■ WORK TO COMPLETE ■
Taking the line with "the red roof." as the first and the line with "of the steel" as the last, set down exactly every line in that range from the entries below, and no more.

■ INPUT DATA ■
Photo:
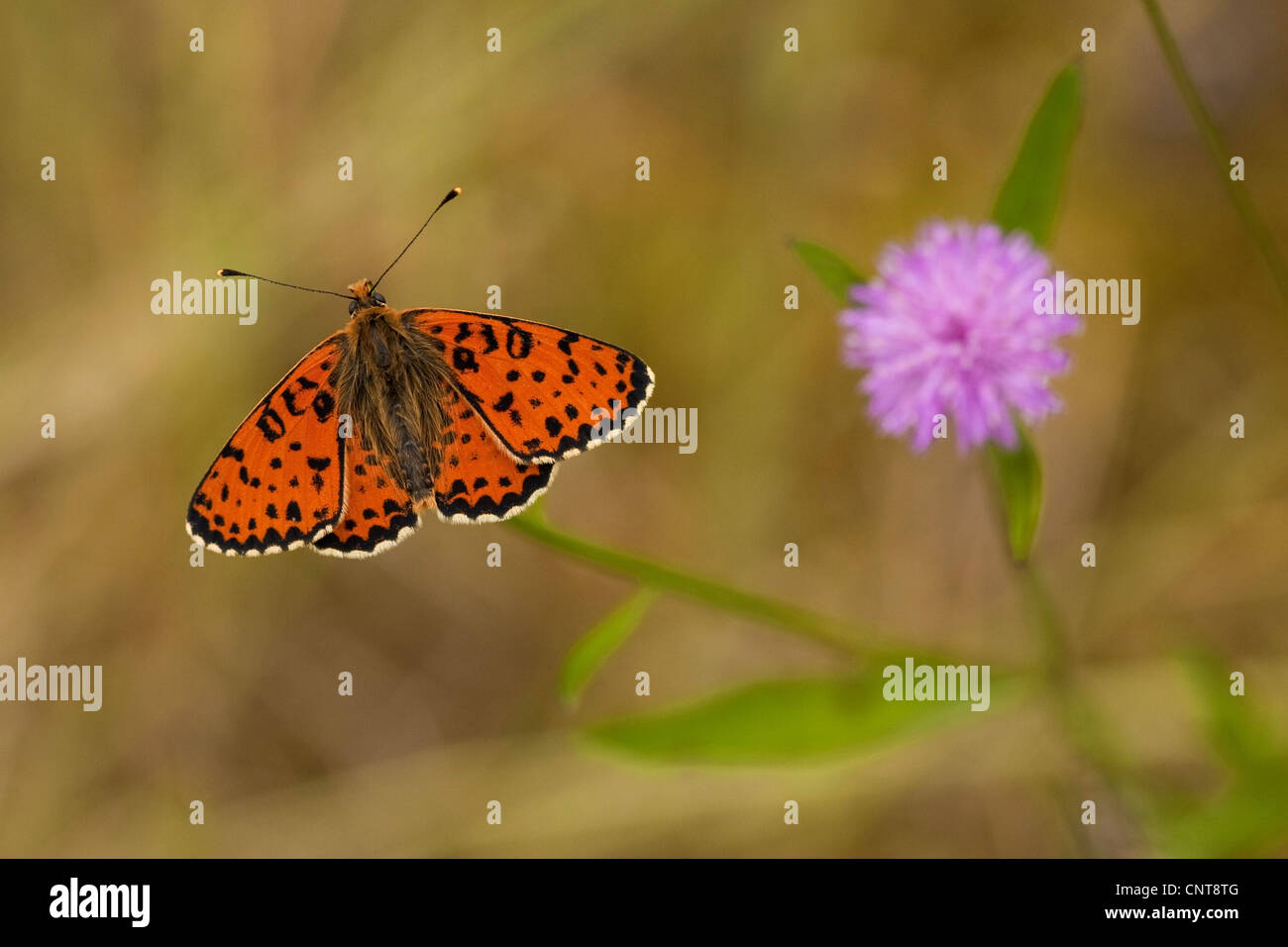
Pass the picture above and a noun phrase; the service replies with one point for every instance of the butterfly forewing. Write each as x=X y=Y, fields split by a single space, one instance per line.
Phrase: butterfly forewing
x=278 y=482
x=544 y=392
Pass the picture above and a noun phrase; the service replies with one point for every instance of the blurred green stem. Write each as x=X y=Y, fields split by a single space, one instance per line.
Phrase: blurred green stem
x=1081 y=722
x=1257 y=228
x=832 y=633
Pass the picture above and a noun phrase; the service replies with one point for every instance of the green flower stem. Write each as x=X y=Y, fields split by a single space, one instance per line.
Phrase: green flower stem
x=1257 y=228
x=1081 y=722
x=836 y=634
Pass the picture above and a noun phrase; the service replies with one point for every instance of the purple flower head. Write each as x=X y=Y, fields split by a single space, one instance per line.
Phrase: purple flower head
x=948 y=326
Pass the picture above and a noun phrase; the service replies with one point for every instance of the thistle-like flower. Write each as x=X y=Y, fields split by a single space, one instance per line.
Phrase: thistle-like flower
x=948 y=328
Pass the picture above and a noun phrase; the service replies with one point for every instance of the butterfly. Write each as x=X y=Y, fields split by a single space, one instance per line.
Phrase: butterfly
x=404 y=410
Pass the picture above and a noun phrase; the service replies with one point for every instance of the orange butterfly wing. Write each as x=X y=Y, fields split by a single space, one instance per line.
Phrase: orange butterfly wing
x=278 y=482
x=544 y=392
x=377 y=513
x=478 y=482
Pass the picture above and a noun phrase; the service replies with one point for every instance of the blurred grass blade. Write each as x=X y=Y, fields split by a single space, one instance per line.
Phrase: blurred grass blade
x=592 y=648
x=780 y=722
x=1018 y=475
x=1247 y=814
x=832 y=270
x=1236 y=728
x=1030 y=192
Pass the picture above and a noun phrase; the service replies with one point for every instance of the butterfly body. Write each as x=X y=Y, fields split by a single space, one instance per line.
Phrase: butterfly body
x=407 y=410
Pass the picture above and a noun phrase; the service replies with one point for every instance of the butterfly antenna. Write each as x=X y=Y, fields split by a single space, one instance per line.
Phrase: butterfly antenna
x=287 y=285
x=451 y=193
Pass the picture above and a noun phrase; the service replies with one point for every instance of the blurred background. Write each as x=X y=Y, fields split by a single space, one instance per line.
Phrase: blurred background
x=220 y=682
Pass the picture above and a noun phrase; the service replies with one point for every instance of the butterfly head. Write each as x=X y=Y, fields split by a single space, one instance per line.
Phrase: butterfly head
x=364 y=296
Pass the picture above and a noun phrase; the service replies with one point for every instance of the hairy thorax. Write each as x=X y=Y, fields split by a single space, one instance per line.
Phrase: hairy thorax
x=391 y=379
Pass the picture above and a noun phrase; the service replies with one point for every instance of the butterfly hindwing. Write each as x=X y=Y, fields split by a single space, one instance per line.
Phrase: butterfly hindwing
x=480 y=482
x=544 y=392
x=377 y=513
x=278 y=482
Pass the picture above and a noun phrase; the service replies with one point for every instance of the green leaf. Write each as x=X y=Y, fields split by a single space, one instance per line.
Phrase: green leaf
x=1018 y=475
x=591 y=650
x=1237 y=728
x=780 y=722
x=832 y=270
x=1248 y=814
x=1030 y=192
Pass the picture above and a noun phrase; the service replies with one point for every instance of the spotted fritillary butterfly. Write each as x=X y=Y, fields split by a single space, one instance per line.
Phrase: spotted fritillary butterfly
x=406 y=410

---

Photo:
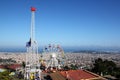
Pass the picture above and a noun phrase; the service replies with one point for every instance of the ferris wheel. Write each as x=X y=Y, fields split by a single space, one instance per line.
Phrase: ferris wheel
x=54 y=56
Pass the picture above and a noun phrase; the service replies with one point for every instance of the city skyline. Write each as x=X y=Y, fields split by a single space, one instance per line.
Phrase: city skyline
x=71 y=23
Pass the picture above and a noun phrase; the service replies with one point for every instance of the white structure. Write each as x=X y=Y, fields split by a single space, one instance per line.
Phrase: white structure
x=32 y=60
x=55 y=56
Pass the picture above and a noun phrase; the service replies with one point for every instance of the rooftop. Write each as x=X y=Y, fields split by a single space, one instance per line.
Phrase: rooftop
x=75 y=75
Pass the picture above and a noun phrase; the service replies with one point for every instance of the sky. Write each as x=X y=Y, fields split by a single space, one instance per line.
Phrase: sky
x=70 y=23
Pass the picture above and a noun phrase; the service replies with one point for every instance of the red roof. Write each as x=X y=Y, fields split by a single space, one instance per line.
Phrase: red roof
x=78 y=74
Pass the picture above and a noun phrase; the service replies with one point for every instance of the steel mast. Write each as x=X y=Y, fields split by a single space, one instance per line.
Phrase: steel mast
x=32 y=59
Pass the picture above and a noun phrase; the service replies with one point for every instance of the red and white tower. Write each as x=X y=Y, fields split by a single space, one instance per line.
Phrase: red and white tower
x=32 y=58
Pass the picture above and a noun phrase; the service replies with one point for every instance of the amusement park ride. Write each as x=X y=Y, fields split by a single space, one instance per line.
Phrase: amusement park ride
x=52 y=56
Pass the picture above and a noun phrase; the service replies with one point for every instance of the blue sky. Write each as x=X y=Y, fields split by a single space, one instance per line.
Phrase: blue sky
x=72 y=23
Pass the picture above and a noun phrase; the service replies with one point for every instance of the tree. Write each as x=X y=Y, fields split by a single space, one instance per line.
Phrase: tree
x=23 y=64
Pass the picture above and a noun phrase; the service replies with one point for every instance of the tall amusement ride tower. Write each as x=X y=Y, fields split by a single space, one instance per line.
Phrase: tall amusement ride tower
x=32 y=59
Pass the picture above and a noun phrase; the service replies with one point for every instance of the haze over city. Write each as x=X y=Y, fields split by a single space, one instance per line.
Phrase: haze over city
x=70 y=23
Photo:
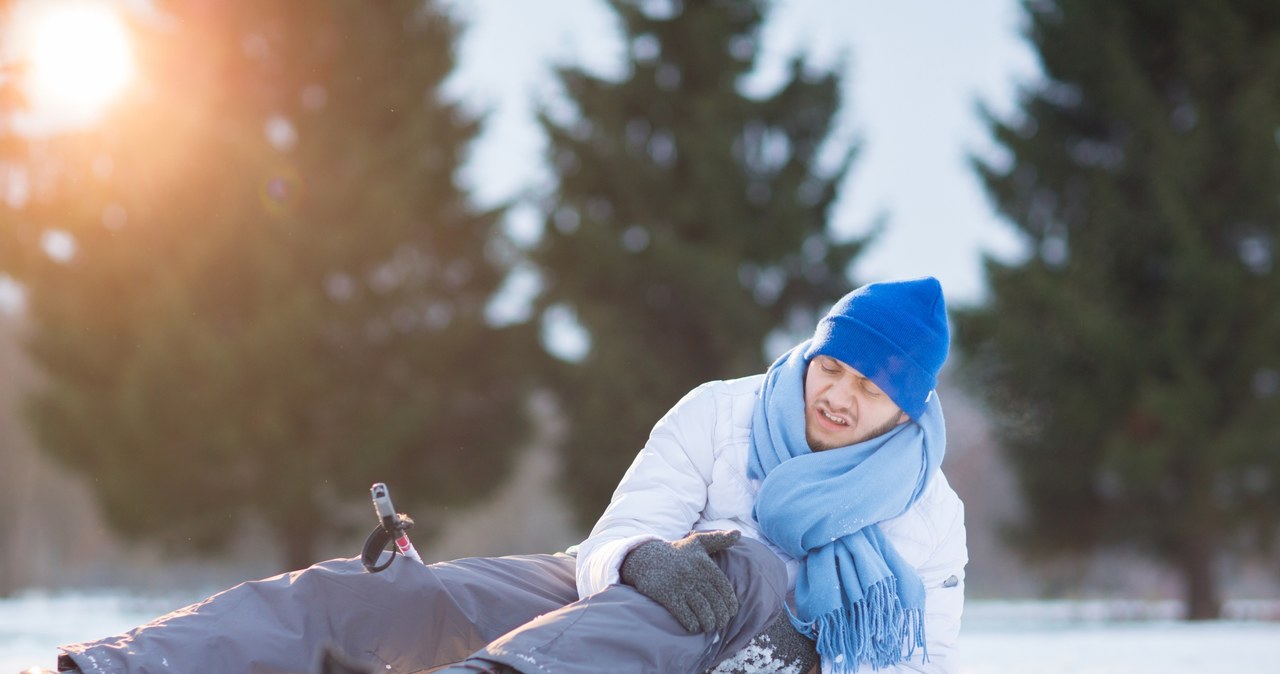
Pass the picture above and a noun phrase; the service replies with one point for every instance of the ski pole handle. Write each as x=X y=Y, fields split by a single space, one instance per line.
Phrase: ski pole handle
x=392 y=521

■ TASK SOLUTION ■
Pass the picture above and a noun phrase; the service replies with one point for every instance of the red roof. Write each as x=X y=Y, fields split by a single space, one instance per line.
Phrase: red roof
x=78 y=74
Pass the picture above and a noun phrase; the service replies with one point for every instance of the steel mast. Write each as x=X y=Y, fields split by a single space, one instance per line.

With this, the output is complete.